## Task statement
Search the data below for the string "white" and copy all lines where it shows up.

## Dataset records

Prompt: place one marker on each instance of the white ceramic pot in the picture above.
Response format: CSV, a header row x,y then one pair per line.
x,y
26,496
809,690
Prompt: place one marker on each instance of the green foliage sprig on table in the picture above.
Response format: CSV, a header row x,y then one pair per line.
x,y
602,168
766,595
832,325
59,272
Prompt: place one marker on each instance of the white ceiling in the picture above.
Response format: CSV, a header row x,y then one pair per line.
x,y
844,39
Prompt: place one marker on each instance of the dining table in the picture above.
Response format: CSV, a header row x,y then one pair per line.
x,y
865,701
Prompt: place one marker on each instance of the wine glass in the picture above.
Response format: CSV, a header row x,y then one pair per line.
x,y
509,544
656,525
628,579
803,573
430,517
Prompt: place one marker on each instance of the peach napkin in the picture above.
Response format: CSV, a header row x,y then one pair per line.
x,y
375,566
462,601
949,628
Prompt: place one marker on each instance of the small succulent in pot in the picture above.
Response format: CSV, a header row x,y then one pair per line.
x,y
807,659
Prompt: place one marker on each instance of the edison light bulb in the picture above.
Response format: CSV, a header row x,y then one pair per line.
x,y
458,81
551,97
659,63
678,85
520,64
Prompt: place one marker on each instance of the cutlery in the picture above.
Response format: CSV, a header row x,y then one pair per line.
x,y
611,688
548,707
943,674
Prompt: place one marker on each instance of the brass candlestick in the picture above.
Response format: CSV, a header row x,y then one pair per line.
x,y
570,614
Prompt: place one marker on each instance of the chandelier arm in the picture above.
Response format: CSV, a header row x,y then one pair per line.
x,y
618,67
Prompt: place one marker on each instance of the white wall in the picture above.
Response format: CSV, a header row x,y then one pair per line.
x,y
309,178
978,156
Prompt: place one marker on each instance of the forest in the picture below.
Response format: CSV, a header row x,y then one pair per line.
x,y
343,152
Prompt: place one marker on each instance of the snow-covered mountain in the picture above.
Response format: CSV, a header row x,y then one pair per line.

## Output for this task
Prompt: place one marker on each instance of the white ceramic pot in the picture above.
Prompt: place one marker on each instance of the white ceiling in the picture above.
Prompt: place one marker on each instance of the white wall in the picture above.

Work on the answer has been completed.